Written request:
Switch "shot" to "frame" in the listing from the line with "Where can the plastic" up to and including the line with "<point>446,192</point>". Give back only those lines, with everything else unchanged.

Records:
— Begin —
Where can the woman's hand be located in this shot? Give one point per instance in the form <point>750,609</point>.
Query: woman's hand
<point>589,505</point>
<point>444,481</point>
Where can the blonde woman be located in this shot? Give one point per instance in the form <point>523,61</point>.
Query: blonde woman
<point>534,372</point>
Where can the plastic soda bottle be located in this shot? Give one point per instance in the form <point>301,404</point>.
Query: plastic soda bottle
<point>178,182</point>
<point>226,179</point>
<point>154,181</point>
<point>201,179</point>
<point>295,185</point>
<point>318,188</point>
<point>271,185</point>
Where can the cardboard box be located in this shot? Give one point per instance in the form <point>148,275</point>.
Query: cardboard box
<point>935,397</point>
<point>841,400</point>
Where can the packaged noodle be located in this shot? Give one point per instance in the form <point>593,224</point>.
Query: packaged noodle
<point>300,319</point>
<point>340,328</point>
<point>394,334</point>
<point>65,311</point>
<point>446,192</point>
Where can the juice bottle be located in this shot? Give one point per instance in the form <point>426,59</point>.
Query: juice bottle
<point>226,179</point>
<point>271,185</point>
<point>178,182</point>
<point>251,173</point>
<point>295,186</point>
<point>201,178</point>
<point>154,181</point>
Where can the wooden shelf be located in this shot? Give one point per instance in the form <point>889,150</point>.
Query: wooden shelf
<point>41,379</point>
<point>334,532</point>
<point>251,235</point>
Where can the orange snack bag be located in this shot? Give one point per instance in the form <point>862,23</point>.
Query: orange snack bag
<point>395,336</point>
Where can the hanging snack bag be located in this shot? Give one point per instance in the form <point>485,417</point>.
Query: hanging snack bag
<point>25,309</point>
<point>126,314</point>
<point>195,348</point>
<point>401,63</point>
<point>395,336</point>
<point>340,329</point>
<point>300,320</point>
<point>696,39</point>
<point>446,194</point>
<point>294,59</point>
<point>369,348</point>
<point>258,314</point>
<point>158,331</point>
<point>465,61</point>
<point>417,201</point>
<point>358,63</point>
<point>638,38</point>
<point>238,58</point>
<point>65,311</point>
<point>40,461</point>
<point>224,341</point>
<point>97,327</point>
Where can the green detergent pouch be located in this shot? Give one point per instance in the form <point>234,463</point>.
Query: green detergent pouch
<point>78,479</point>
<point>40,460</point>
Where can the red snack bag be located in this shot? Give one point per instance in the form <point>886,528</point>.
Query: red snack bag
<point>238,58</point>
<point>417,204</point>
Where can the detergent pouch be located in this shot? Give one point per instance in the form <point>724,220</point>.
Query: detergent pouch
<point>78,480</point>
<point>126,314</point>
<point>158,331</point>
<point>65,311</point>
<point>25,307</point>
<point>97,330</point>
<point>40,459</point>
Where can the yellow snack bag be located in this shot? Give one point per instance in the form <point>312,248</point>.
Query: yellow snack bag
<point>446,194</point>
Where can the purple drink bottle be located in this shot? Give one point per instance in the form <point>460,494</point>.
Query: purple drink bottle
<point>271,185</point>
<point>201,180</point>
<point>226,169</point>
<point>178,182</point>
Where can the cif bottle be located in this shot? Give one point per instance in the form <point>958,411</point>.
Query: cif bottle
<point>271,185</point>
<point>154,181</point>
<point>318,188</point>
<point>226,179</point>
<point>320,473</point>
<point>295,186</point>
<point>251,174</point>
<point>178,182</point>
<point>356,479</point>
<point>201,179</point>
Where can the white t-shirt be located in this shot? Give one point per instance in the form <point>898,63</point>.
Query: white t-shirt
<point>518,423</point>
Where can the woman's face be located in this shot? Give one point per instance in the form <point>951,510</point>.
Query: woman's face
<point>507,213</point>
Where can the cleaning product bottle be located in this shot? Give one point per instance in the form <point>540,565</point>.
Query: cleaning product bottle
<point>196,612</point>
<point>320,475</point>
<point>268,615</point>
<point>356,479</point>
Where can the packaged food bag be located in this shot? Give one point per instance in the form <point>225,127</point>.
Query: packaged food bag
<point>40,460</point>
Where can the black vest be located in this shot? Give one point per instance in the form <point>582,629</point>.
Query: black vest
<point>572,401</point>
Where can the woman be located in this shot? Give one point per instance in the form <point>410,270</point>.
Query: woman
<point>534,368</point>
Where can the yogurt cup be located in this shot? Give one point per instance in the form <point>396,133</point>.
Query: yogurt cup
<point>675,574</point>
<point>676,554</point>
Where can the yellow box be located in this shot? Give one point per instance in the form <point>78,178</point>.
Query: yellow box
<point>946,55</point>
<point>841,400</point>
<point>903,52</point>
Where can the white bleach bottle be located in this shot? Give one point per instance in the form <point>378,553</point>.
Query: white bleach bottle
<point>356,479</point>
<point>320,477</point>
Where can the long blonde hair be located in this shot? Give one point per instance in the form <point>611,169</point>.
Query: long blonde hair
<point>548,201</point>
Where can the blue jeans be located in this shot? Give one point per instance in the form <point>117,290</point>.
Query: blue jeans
— End —
Exercise answer:
Where can the plastic soda bottle be located in this frame? Give one point per instance in the form <point>301,404</point>.
Query: plastic soda bottle
<point>178,182</point>
<point>226,179</point>
<point>154,181</point>
<point>201,179</point>
<point>295,185</point>
<point>318,188</point>
<point>271,185</point>
Where can the cardboard box be located in this frame? Give one point per instance in the form <point>148,275</point>.
Query: cardboard box
<point>935,397</point>
<point>841,400</point>
Where can the packaged noodle be located in this frame? Give one point per instance in the form <point>593,224</point>.
Query: packaged noodle
<point>300,319</point>
<point>340,328</point>
<point>394,334</point>
<point>65,311</point>
<point>446,192</point>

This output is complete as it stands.